EXTRACTED TEXT »
It is an object of the present disclosure to specify a computer-implemented method for time validation in a network system, a storage medium for carrying out the method, and a network system that enable reliable time validation. In particular, it is an object of the present disclosure to detect an overflow of a local clock.

This object is achieved by the subject matter of the independent claims. Advantageous configurations are specified in the dependent claims.

According to an independent aspect of the present disclosure, a computer-implemented method for time validation in a network system is specified. The method comprises receiving, in a network component, a first global time of the network system at a first local time of the network component for a synchronization event; forwarding, by the network component, a second global time of the network system at a second local time of the network component for the synchronization event; determining, by the network component or a validation unit, a first difference between the second local time and the first local time; and performing, by the validation unit, a time validation with respect to the network component based on the first difference.

According to the present disclosure, a temporal relation of a local clock is determined by determining a difference in the local time at two defined time points. In other words, an offset of the local time is determined, which measures the time from receiving the synchronization event to forwarding it. This relation or time difference must meet certain conditions in the fault-free case, such as being within a specific interval and/or always having a positive value. If this is not the case, a fault can be detected. For example, an overflow of the local clock of the output port can be detected if the difference is negative. This makes it possible to correctly identify a permanent error and to avoid misclassifying it as a temporary (transient) error. As a result a reliable time validation is made possible.

The network component and the validation unit may comprise software components/algorithms that are designed to run on at least one processor and thereby perform the functionalities of the respective component or unit.

RECORDED INFORMATION »
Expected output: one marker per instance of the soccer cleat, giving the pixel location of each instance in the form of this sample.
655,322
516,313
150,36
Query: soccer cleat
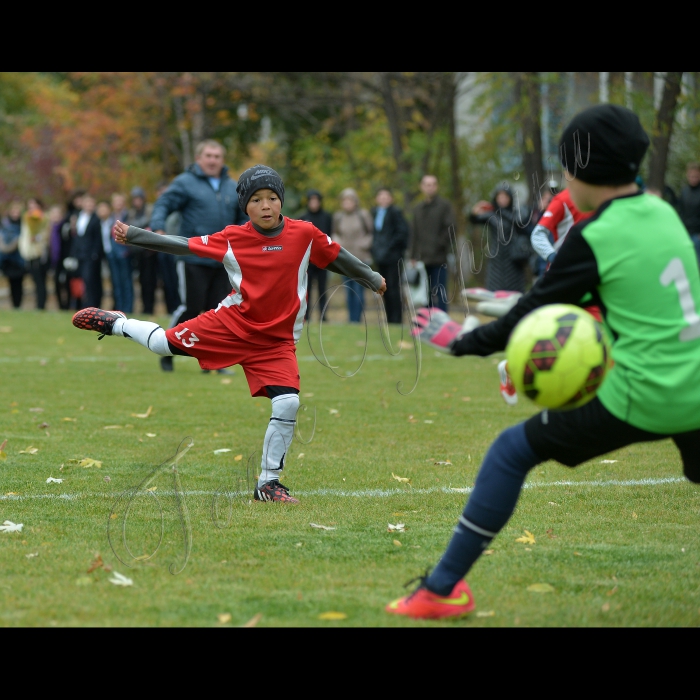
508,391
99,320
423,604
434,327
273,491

==

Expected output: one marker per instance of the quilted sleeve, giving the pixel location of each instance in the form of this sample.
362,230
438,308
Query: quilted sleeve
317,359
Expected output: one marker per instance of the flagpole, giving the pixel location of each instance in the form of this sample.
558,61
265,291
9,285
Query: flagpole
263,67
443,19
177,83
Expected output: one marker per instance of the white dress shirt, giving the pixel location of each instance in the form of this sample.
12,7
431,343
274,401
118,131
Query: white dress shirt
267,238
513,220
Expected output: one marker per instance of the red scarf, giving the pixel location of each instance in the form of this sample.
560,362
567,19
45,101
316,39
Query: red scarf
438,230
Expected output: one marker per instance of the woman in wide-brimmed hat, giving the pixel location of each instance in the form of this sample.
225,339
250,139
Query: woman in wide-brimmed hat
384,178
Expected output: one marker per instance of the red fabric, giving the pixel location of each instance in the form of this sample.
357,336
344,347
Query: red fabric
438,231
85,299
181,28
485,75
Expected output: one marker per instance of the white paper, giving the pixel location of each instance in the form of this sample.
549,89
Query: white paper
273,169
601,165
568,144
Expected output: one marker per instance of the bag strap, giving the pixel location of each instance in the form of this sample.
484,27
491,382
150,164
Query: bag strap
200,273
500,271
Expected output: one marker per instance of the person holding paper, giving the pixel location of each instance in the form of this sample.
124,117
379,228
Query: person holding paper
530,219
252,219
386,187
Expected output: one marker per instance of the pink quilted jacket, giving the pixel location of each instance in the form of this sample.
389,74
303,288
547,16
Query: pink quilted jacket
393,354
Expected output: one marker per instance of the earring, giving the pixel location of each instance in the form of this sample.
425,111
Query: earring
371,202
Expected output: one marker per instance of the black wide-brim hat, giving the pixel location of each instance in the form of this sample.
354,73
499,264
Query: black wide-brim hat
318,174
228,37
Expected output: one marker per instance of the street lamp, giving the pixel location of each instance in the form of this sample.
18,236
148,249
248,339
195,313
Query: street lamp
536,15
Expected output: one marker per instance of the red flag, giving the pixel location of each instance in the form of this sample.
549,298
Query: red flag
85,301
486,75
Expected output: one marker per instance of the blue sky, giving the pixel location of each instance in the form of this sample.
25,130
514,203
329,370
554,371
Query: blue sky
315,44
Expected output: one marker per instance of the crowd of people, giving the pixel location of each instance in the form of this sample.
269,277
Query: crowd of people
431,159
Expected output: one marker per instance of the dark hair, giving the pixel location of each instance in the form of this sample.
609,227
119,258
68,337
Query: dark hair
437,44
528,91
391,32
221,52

--

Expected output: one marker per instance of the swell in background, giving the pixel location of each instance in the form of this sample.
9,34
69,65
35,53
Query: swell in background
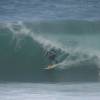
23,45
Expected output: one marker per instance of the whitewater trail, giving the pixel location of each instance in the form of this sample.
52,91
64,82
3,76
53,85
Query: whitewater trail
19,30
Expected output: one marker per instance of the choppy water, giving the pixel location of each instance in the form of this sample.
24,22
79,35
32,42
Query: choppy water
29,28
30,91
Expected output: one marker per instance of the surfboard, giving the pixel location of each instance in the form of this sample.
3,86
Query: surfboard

GOALS »
1. Which steps make up the computer-implemented method in the text on time validation? List each one.
2. Carry the text on time validation forward from its final sentence.
The material comes from a separate source, unrelated to the text.

EXERCISE RESPONSES »
1.
- Receiving, in a network component, a first global time of the network system at a first local time of the network component for a synchronization event
- Forwarding, by the network component, a second global time of the network system at a second local time of the network component for the synchronization event
- Determining, by the network component or a validation unit, a first difference between the second local time and the first local time
- Performing, by the validation unit, a time validation with respect to the network component based on the first difference

2.
The term “clock” refers to a time measurement in the network system to coordinate and synchronize actions.

The local clock is the internal clock of the network component, such as a switch, router, server, or processor. This clock indicates the local time specific to the respective network component. Each network component has its own local clock, which is driven by an internal clock generator (often in the form of a crystal oscillator).

The global clock is a central, synchronized time source used by all network components in the network system as a reference. The global clock represents a universal time base or global time which is provided by a trusted source, such as a master clock in the network system.

The term “synchronization event” refers to a specific event for which the local clock of a network component is measured with high precision and matched with the synchronous or global time, in order to then adjust the local instance to global time with the aim of minimizing time differences and ensuring time consistency (synchronicity) throughout the network.

Preferably, the network component is a switch. A switch (network switch) is a device used in the network system to efficiently route data packets between different network components. The switch acts as an intelligent distributor that analyzes and controls network traffic by targeting packets to the correct network component on the network.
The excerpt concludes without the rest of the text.